Given task 1 | Repeat the records between the line holding "Look at the photo above. For each instance of the person" and the end of the records, inclusive, character for character.

===== Selected text

Oh my, I am really going to miss her. But, one of the advantages of aging is that one forgets, or, more accurately, begins to remember selectively, and, on occasion, with passionate reverence. Reading Days, the final book in the Tales of the City nonet, has wakened memories of all the decades during which I read the preceding eight volumes, and all the people I have been, known, loved and the places and times we lived together. I confess, last night, the great pleasure and joy of Days was accompanied by the melancholy of people and places I missed, and the thriving, real relationship in the book between Michael (Mouse) and Ben left me in a state of longing both for some of the relationships I did have, some I didn’t manage well, and, worst of all I think, those I will never manage now.

Then Armistead (I feel we are on a first name basis, now) Favorited me. And it was all better. Well, better anyway.

So, I can’t stay long because I am luxuriating in a day during which I have nowhere to be and no one for whom I need do anything. It is me, my books, my space heater, my coffee and tea, and leftover sushi & Chinese from last night’s delivery. And the final 13 Chapters of Armistead’s The Days of Anna Madrigal await me. I suppose part of the melancholy is that I think – I suspect – I am in my final few chapters; things feel as if they are ending, somehow – difficult to explain, and unlike with Tales of the City, alas, when I am finished these last few chapters I cannot go back to Book One and appreciate it again and better from the start.

Make your days count children. And now, the random photo essay inspired by my Anna Madrigal reveries.

==========
===== Source material

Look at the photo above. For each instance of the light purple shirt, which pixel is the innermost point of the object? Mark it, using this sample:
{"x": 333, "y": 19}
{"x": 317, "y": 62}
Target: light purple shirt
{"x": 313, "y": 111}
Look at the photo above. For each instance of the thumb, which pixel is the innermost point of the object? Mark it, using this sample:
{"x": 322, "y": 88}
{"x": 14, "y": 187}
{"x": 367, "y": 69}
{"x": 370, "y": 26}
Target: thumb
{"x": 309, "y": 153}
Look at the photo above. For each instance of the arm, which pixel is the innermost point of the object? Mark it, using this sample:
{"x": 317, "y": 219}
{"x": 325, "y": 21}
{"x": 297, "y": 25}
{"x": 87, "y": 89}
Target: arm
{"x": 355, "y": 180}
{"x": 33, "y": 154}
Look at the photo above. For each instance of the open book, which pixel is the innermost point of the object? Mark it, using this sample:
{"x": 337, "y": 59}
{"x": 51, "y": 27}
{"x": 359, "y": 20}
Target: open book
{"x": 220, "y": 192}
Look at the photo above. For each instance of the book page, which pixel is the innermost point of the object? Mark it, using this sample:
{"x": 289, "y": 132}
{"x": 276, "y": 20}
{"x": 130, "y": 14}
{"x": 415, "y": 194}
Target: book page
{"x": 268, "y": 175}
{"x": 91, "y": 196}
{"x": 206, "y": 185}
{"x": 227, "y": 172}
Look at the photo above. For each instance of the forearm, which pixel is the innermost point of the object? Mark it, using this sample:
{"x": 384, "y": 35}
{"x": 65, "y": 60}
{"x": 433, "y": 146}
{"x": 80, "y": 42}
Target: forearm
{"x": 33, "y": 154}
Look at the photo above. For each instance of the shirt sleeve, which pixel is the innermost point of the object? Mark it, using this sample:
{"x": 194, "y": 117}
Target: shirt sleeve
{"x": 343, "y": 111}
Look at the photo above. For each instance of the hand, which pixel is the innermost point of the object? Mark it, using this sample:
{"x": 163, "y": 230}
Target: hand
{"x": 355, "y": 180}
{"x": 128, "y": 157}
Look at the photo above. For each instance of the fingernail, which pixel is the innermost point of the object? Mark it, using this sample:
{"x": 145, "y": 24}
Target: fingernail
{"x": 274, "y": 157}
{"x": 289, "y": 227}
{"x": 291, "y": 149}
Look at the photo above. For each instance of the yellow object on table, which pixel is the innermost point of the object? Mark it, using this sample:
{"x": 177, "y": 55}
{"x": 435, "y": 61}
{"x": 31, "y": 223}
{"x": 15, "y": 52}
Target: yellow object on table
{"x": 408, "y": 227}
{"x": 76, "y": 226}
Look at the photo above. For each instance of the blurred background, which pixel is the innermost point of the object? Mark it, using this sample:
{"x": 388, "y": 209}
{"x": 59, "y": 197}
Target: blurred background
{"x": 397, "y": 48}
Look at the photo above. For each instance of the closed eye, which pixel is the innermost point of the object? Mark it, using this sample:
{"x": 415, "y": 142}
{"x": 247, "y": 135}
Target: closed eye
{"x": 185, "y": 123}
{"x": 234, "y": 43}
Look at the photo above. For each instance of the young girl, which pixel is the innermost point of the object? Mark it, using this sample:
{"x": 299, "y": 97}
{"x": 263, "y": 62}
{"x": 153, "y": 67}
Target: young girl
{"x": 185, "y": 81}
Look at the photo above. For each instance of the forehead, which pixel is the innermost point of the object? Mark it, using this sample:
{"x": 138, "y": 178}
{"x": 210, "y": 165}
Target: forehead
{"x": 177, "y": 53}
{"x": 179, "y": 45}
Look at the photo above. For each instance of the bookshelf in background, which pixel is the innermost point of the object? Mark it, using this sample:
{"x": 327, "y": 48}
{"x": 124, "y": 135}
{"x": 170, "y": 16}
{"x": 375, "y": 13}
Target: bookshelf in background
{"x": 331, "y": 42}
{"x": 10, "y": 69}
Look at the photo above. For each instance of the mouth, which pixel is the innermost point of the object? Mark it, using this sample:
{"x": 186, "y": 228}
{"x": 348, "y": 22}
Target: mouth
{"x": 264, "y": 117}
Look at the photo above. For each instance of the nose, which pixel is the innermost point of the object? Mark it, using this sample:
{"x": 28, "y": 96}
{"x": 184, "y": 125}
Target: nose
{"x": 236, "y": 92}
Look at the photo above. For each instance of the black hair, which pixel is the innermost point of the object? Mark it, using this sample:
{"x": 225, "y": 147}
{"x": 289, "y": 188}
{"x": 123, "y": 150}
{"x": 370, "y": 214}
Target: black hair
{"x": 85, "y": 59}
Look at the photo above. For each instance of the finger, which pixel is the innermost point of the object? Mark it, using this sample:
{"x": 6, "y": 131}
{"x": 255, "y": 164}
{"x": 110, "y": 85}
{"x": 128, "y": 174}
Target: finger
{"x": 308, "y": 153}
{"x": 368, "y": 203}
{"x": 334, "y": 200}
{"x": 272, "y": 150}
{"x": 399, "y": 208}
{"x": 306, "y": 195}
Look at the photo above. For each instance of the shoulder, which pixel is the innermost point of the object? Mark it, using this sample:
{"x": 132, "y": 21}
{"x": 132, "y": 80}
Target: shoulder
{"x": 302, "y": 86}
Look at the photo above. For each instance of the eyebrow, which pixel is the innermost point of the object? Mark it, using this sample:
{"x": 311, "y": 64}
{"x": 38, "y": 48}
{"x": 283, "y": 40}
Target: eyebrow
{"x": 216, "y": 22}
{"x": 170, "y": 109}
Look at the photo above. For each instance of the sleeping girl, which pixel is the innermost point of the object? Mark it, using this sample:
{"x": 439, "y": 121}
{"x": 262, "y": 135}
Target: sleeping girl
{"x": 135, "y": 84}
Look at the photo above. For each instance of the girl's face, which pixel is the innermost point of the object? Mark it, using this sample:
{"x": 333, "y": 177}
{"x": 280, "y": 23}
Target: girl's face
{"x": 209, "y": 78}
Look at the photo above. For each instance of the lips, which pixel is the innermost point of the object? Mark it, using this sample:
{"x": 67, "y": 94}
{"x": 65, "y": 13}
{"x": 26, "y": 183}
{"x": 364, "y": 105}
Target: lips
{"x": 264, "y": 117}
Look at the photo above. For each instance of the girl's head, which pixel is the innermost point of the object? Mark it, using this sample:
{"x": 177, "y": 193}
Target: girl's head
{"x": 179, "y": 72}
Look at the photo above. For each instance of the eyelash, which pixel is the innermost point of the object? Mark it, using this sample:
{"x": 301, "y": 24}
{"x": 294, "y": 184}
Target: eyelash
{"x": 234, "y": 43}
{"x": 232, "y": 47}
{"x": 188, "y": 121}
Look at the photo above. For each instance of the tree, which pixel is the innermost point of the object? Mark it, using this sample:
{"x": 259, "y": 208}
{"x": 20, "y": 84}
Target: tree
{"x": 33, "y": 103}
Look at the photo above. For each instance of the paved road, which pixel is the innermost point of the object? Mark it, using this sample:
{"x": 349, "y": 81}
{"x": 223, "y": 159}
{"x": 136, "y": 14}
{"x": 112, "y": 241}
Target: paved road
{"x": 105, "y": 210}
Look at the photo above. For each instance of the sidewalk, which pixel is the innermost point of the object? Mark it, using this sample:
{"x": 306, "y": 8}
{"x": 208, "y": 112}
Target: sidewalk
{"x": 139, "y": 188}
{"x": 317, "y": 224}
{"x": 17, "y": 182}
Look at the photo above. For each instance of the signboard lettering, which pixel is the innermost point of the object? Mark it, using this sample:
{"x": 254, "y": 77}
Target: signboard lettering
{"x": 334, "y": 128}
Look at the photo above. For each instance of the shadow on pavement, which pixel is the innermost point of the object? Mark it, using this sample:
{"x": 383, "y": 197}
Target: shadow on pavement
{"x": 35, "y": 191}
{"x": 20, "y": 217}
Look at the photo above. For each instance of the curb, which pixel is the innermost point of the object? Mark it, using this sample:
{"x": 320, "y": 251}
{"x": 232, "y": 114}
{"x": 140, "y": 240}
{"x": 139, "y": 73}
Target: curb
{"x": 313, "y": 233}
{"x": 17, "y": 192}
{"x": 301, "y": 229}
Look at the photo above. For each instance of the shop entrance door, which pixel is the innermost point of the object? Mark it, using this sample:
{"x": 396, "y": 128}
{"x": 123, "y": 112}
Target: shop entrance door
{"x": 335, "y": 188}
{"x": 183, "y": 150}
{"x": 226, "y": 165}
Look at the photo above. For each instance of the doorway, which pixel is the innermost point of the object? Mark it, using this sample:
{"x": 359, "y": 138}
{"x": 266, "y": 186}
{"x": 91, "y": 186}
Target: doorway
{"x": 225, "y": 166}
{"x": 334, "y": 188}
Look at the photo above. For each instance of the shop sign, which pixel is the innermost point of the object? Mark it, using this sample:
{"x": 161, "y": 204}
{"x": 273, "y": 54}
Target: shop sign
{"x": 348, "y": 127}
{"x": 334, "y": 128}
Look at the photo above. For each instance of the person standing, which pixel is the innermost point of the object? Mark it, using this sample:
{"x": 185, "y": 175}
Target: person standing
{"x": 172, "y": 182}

==========

Given task 2 |
Answer these questions from the Tales of the City post:
(a) How many preceding volumes did the writer read before Days?
(b) Which two characters share the relationship in Days that left the writer longing?
(c) How many chapters of The Days of Anna Madrigal remain for the writer to read?

Problem solution 1 |
Look at the photo above. For each instance of the person standing, which pixel is the innermost point of the object? Mark it, using this sample:
{"x": 185, "y": 175}
Target: person standing
{"x": 172, "y": 182}

Problem solution 2 |
(a) Eight.
(b) Michael (Mouse) and Ben.
(c) The final 13 chapters.